What is needed:
Rewrite the rows in the part that opens with the line containing "Mark one point on each instance of the tartan" and closes with the line containing "[(453, 568), (804, 562), (408, 586), (776, 539)]", changing "seated woman" to "sitting woman" and leaving everything else as it stands. Give only those lines.
* * *
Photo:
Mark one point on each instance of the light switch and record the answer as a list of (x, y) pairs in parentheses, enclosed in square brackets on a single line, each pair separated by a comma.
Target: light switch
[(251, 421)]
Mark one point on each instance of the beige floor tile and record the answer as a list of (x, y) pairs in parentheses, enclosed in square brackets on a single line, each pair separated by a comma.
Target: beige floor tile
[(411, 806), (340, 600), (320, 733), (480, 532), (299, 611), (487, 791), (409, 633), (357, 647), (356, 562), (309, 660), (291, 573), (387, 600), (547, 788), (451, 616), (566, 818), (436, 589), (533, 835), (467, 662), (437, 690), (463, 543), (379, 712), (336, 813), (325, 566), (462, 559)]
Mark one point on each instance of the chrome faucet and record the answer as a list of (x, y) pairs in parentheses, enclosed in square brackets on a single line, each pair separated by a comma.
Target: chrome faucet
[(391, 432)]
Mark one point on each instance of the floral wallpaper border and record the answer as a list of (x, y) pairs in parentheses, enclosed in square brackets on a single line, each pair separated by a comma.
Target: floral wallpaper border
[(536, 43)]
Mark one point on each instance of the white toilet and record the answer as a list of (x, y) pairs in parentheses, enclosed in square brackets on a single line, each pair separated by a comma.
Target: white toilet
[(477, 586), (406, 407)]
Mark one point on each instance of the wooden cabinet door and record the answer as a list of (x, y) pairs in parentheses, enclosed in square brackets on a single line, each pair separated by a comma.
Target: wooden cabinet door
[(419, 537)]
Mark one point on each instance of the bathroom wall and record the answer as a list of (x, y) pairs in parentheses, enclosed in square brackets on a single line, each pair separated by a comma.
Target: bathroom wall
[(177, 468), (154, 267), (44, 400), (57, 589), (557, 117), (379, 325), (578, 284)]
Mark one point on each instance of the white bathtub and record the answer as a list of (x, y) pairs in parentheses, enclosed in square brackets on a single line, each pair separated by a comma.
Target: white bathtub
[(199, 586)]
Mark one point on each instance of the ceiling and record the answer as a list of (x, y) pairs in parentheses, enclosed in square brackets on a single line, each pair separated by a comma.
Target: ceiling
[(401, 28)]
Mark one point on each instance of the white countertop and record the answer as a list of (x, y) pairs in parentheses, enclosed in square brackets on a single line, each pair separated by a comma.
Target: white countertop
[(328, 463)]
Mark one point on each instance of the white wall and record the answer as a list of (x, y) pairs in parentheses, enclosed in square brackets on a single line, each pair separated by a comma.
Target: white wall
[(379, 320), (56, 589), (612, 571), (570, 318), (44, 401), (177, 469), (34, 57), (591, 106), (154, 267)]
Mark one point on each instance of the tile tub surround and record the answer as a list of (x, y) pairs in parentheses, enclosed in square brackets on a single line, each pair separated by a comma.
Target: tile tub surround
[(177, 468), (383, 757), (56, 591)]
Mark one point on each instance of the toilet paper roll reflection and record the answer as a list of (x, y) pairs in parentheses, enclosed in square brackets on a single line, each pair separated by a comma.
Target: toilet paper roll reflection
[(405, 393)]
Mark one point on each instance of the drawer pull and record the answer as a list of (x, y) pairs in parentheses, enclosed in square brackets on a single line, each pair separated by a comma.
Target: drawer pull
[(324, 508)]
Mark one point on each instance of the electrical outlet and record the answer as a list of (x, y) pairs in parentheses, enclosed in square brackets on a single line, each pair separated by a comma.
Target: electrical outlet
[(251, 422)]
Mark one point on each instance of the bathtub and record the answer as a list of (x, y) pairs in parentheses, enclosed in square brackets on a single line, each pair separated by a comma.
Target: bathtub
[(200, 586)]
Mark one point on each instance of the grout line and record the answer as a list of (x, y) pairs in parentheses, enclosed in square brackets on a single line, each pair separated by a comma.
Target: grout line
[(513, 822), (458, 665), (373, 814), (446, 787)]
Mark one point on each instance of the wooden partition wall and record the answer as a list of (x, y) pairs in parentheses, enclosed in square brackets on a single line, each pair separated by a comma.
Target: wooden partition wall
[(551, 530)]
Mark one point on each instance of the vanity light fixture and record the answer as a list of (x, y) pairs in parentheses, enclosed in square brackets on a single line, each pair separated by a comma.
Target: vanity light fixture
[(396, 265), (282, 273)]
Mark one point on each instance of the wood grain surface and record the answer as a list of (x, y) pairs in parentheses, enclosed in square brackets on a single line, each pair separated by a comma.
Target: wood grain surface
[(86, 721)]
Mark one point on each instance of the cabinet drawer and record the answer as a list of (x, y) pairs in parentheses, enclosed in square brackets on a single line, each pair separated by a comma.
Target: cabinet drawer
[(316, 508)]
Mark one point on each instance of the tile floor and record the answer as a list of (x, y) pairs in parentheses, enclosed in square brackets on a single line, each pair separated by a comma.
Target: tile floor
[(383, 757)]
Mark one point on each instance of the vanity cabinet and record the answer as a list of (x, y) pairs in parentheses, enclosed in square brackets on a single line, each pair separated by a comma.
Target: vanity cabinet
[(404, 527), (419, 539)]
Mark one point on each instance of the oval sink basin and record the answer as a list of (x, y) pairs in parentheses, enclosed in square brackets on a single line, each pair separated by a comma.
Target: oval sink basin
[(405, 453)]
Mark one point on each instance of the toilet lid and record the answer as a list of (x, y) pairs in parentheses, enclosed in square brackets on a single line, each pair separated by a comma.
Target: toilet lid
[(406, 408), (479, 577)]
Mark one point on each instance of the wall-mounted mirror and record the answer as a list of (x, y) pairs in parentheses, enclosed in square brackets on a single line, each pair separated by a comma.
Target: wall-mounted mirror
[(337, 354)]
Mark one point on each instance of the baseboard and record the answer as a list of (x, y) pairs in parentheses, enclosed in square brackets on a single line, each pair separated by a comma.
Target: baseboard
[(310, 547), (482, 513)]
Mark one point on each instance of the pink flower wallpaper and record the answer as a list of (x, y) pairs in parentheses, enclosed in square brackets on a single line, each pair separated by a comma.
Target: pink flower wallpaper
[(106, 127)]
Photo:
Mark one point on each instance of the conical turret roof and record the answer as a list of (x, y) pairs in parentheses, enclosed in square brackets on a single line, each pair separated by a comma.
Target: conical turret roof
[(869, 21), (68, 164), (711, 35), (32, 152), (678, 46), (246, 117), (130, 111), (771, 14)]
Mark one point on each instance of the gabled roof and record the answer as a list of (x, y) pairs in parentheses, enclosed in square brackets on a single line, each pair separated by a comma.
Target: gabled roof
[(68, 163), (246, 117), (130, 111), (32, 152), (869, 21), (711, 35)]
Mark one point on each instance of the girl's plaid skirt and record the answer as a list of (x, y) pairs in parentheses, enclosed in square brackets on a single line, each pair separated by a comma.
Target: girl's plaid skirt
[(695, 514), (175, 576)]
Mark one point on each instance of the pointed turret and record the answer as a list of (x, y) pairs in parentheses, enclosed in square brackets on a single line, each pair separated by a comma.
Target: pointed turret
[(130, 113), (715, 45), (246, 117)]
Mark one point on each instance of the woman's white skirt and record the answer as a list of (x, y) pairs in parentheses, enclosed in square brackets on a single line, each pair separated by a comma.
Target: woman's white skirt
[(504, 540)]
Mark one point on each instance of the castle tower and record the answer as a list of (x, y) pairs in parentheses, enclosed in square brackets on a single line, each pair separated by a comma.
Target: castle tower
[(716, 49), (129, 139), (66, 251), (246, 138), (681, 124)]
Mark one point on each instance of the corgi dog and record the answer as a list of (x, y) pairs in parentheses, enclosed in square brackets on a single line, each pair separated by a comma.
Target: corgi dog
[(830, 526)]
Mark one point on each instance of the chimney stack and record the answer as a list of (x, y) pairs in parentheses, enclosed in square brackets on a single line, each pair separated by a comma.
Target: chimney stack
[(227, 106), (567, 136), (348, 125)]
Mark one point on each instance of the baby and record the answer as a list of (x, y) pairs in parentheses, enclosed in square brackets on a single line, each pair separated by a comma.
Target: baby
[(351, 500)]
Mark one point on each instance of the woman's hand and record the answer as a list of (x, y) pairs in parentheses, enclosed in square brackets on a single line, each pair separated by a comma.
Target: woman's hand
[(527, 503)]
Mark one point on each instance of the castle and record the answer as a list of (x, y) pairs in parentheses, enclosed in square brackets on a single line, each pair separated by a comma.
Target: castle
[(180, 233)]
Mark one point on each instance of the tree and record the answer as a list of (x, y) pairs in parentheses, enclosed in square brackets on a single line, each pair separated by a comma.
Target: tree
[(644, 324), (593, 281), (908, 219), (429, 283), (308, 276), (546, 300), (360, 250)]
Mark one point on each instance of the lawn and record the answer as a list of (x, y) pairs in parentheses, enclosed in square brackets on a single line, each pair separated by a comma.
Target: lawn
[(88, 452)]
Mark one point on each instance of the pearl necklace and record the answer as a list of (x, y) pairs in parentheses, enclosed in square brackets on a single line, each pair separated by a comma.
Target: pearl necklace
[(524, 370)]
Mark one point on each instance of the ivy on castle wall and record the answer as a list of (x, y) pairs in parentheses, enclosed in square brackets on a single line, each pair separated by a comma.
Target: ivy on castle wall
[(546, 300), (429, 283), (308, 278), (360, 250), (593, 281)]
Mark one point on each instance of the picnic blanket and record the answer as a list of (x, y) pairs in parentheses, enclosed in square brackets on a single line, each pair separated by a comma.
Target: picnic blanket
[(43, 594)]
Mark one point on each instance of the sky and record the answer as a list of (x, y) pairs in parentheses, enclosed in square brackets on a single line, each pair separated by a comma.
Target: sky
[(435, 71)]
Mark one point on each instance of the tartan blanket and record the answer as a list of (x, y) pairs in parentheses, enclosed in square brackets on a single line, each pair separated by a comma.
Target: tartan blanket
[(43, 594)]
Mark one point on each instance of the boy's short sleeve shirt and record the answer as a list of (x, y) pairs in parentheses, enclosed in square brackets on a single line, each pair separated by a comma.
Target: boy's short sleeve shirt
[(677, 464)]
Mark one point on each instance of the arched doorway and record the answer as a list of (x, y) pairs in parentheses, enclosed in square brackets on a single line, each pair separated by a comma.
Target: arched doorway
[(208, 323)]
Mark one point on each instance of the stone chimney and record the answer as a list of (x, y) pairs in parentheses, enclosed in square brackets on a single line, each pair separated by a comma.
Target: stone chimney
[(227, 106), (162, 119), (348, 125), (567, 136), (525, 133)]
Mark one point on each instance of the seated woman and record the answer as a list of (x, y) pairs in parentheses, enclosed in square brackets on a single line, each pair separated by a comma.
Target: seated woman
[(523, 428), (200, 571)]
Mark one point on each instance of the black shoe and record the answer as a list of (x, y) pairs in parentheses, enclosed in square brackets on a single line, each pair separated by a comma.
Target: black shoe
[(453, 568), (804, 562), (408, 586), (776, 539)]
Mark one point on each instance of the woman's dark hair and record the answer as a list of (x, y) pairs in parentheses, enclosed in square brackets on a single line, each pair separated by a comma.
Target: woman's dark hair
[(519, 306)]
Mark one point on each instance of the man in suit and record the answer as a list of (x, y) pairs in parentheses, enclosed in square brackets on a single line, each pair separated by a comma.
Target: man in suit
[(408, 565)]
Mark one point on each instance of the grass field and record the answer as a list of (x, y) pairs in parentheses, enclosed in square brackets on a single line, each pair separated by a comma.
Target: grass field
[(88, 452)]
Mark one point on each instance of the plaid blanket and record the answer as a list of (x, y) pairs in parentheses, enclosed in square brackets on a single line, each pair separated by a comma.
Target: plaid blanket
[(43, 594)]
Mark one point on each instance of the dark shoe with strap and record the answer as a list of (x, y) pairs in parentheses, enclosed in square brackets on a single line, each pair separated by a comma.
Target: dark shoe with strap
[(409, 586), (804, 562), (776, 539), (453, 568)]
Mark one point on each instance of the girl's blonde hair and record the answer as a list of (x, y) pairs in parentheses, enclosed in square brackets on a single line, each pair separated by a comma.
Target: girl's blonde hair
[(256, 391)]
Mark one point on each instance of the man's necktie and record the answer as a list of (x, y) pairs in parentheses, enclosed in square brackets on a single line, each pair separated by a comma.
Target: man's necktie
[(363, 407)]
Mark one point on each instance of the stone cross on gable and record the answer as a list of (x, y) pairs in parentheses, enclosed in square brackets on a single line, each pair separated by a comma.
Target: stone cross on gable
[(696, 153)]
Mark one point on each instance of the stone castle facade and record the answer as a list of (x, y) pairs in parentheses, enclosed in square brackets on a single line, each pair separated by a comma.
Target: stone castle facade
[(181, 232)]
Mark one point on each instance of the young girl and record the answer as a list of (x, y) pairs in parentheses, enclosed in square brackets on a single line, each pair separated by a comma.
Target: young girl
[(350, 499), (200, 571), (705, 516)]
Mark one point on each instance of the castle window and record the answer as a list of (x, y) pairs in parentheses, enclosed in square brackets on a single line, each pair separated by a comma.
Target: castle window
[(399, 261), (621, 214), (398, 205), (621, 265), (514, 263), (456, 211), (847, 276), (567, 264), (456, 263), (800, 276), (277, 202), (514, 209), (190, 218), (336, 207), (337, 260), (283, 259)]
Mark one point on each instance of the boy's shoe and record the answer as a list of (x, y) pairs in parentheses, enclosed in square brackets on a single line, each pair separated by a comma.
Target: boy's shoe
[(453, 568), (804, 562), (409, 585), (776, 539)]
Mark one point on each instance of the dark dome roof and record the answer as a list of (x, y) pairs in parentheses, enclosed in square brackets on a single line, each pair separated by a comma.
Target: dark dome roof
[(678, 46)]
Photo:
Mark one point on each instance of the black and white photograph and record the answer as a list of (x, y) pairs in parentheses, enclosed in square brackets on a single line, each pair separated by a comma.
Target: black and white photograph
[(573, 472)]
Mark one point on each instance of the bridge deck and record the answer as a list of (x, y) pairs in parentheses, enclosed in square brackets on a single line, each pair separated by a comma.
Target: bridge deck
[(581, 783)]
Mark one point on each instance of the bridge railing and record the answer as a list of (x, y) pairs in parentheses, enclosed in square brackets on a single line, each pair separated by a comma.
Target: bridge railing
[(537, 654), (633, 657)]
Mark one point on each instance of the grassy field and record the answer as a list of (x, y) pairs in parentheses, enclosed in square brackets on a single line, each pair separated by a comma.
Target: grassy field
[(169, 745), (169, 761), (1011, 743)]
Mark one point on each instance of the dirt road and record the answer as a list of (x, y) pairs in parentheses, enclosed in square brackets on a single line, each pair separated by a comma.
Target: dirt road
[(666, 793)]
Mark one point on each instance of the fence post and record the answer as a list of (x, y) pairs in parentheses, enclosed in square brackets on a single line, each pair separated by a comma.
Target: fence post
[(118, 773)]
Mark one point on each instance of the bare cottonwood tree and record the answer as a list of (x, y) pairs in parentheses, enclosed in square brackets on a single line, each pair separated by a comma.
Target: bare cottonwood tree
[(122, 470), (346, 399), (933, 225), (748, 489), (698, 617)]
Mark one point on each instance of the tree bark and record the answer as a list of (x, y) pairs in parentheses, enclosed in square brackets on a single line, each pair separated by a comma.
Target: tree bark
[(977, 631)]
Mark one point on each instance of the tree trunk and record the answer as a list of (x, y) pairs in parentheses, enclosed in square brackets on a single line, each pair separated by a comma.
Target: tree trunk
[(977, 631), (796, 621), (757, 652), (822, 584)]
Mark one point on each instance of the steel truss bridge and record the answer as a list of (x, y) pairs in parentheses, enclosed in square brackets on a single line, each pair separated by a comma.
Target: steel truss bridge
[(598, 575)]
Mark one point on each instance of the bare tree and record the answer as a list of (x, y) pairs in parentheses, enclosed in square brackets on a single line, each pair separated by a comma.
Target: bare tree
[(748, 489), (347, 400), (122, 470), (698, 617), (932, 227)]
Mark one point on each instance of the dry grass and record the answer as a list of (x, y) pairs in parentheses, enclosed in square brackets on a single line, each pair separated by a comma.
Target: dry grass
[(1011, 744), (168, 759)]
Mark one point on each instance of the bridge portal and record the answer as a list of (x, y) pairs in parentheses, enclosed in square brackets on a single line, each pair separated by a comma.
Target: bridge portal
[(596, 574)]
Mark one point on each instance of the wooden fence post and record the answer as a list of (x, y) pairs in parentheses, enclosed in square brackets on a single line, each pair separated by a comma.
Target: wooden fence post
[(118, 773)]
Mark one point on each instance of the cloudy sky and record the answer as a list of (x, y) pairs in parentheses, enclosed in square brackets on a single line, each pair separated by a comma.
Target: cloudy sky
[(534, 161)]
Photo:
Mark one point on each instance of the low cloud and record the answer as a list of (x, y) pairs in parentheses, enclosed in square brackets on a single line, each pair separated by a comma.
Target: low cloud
* * *
Result for this exercise:
Mark one point on each instance of the tartan blanket and record the answer as a list of (x, y) pairs in parentheses, enclosed in square brackets on a single line, each pair separated by a comma.
Target: tartan blanket
[(43, 594)]
Mark one point on each instance of the boy's short sleeve shirt and record the answer as a list of (x, y) pairs in parentheses, enclosed in square brackets on a single line, each pair separated by a comma.
Target: boy's short sleeve shirt
[(677, 464)]
Mark one point on each instance of the arched doorway and record the answer as a list of (x, y) pairs in parentheses, enclosed in square brackets on a single line, each pair separated by a comma.
Target: arched doorway
[(208, 323)]
Mark one point on each instance of the stone chimney and record the answer as a list of (x, y) pairs in parentheses, enclosed in square brackets on a single line, each pair separated by a comma.
Target: stone chimney
[(227, 106), (162, 119), (348, 125), (567, 136), (525, 133)]
Mark one point on each instance of the sitting woman and record the answer as a list of (x, y) pairs in parentheses, enclosed in square brackets on a single line, each pair separated by a comma.
Target: sitting woman
[(523, 428), (200, 571)]
Mark one point on each instance of the black shoe and record the answer as a list of (x, y) pairs in parentheses, enclosed in square brackets on a single line, each pair separated by a comma.
Target: black shoe
[(453, 568), (804, 562), (408, 586), (776, 539)]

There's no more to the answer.